# Aim:
List every line in the records that contains the string "head", matching case exactly.

· · · · ·

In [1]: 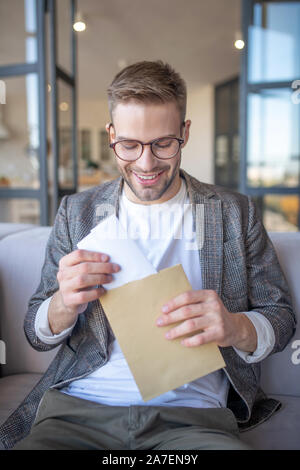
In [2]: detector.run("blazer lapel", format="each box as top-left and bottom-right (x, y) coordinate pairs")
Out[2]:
(181, 170), (223, 297)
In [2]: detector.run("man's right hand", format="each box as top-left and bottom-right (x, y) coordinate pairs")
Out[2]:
(48, 250), (120, 334)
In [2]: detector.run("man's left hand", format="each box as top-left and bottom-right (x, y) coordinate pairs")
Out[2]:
(157, 289), (257, 352)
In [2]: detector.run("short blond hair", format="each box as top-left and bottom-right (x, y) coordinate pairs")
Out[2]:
(107, 60), (187, 122)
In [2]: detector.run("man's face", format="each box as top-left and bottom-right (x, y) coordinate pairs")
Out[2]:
(107, 101), (190, 204)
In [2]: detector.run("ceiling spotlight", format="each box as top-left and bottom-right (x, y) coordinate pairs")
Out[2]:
(117, 59), (128, 69)
(59, 101), (69, 111)
(234, 39), (245, 49)
(73, 12), (86, 33)
(234, 31), (245, 49)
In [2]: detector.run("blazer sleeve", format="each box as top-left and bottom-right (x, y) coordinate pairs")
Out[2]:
(245, 196), (296, 354)
(24, 196), (72, 351)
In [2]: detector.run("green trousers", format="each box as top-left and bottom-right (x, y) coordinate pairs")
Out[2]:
(13, 389), (250, 450)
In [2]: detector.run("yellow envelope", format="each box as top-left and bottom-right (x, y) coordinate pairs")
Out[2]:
(99, 264), (225, 401)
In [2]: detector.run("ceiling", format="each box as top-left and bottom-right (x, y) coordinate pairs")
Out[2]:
(77, 0), (240, 99)
(0, 0), (241, 100)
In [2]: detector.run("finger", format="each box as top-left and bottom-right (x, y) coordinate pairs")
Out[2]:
(181, 330), (216, 348)
(165, 317), (207, 339)
(59, 262), (121, 279)
(59, 250), (109, 268)
(72, 287), (106, 305)
(61, 274), (113, 291)
(156, 303), (207, 326)
(162, 289), (217, 313)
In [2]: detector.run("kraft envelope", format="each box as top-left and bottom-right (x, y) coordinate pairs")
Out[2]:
(99, 264), (225, 401)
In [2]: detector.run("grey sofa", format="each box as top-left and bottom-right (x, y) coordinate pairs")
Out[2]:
(0, 224), (300, 449)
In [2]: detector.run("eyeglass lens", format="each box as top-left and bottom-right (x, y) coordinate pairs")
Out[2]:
(115, 137), (180, 160)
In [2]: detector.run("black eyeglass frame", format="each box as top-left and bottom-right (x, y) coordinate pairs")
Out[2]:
(109, 122), (185, 162)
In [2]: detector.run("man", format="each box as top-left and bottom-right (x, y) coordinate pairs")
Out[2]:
(0, 61), (295, 450)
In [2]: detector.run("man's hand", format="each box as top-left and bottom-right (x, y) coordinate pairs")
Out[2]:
(48, 250), (120, 334)
(157, 289), (257, 352)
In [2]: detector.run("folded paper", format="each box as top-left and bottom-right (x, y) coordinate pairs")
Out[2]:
(77, 214), (157, 290)
(99, 260), (225, 401)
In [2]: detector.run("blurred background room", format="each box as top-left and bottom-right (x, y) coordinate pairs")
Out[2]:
(0, 0), (300, 232)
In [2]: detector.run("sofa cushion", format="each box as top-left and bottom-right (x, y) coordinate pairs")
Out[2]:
(0, 223), (35, 240)
(0, 227), (57, 376)
(0, 374), (41, 425)
(241, 395), (300, 450)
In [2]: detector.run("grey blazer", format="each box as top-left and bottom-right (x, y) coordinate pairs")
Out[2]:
(0, 170), (296, 449)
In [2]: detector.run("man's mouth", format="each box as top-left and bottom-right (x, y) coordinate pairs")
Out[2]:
(132, 170), (164, 185)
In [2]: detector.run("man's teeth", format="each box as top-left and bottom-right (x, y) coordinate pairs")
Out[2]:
(137, 173), (159, 180)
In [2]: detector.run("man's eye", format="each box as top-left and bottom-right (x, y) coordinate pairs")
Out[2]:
(121, 142), (138, 150)
(155, 139), (173, 149)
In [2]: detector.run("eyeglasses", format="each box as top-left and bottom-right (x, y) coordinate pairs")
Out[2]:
(109, 124), (184, 162)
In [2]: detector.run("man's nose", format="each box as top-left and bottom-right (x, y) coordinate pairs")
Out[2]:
(137, 145), (157, 173)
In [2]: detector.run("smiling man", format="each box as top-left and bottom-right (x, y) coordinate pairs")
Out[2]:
(0, 61), (295, 450)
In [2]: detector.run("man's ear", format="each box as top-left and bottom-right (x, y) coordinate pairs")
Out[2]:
(181, 119), (192, 148)
(105, 122), (115, 141)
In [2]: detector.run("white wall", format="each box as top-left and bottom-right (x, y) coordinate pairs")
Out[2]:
(181, 85), (214, 183)
(78, 96), (110, 162)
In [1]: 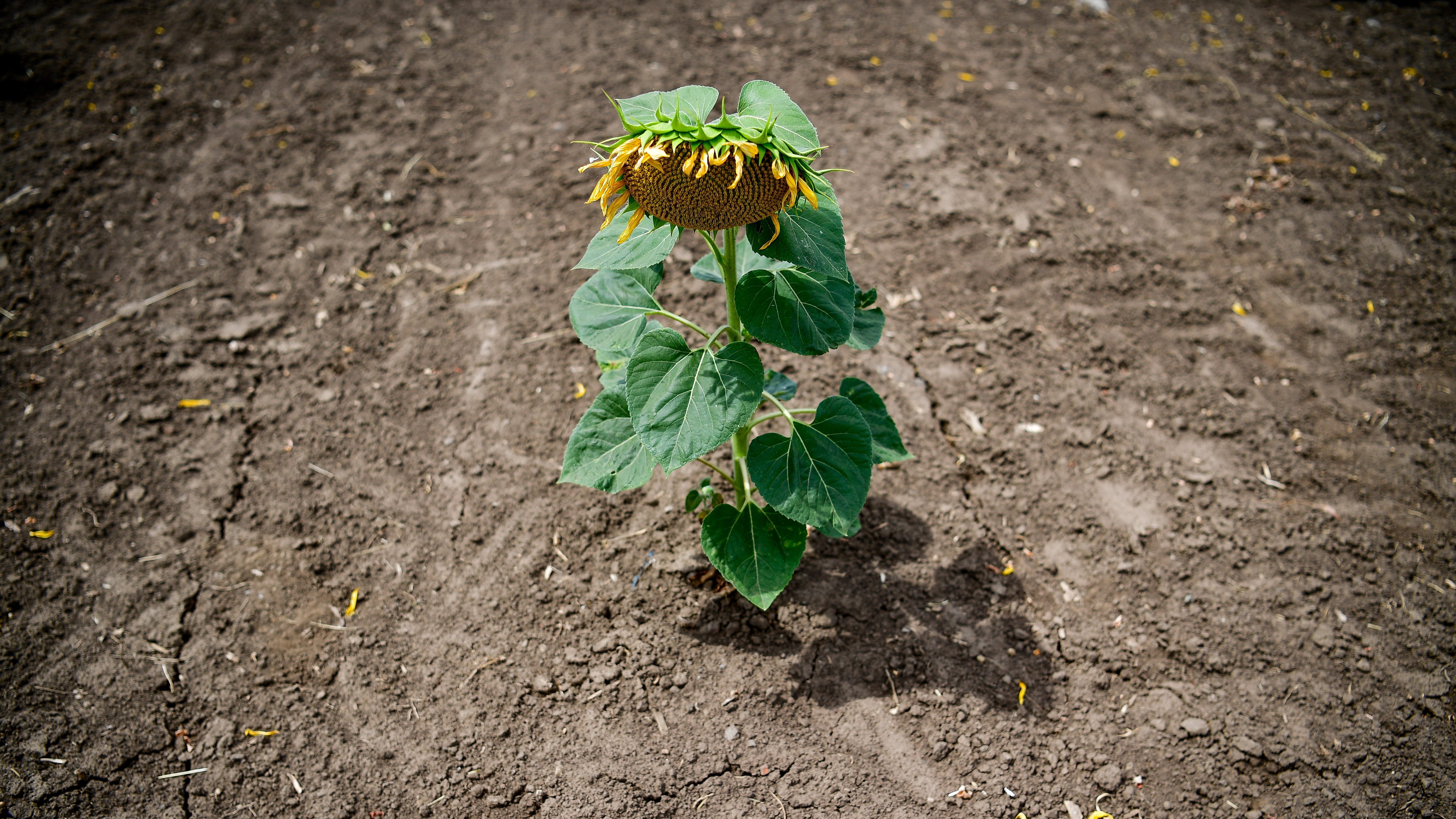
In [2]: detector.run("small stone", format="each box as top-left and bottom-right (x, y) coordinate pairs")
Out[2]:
(1233, 735), (1264, 758)
(1178, 717), (1208, 736)
(810, 612), (839, 628)
(266, 191), (309, 210)
(1092, 762), (1123, 793)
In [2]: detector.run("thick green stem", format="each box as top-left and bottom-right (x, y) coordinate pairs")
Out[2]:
(721, 227), (743, 341)
(732, 424), (753, 509)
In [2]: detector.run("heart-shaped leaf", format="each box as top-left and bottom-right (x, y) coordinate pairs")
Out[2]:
(617, 86), (718, 125)
(737, 268), (855, 356)
(700, 503), (808, 609)
(559, 389), (655, 493)
(844, 308), (885, 350)
(748, 395), (875, 532)
(689, 236), (794, 284)
(839, 379), (914, 463)
(738, 80), (820, 153)
(626, 323), (763, 472)
(568, 268), (662, 351)
(763, 370), (799, 401)
(577, 206), (681, 270)
(745, 178), (850, 280)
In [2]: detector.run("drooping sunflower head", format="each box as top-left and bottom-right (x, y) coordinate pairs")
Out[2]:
(581, 80), (824, 246)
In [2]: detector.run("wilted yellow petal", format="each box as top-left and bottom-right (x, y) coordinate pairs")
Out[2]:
(617, 207), (646, 245)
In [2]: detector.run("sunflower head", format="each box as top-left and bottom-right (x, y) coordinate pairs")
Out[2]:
(581, 80), (824, 246)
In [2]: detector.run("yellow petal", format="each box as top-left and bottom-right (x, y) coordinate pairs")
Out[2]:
(759, 213), (779, 251)
(799, 176), (818, 210)
(617, 206), (646, 245)
(597, 191), (632, 227)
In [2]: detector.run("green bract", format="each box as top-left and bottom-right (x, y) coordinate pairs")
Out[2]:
(561, 80), (910, 609)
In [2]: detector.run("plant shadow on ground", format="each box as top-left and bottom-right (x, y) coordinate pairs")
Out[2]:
(681, 497), (1053, 713)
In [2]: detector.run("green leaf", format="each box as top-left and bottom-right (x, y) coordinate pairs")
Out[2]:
(689, 236), (794, 284)
(558, 389), (655, 493)
(839, 379), (914, 463)
(617, 86), (718, 127)
(737, 268), (855, 356)
(763, 370), (799, 401)
(745, 178), (852, 281)
(626, 323), (763, 472)
(702, 503), (808, 609)
(748, 395), (875, 532)
(577, 208), (683, 270)
(738, 80), (820, 155)
(844, 308), (885, 350)
(568, 268), (662, 351)
(818, 514), (859, 541)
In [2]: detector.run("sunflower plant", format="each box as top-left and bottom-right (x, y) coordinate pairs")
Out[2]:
(561, 80), (910, 609)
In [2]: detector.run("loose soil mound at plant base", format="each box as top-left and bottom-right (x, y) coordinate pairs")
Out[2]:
(0, 0), (1456, 819)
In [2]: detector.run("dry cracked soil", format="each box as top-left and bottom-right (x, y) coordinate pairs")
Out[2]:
(0, 0), (1456, 819)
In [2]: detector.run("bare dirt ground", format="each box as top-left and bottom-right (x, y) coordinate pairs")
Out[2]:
(0, 0), (1456, 819)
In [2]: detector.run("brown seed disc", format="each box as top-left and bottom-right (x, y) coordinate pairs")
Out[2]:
(623, 144), (789, 230)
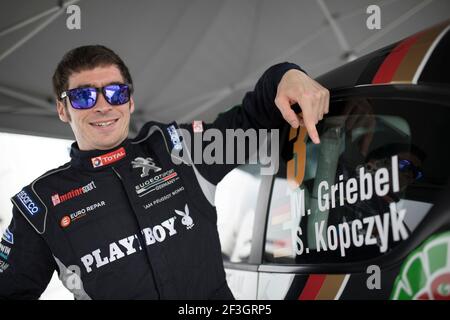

· · · · ·

# Result for this exercise:
In [2]: detector.run("drooping sunflower head", format="each box as top-left and bottom-right (x, y) coordinate pairs")
In [2]: detector.run("sunflower head", format="each box as top-left and bottom-right (x, y) coordinate pairs")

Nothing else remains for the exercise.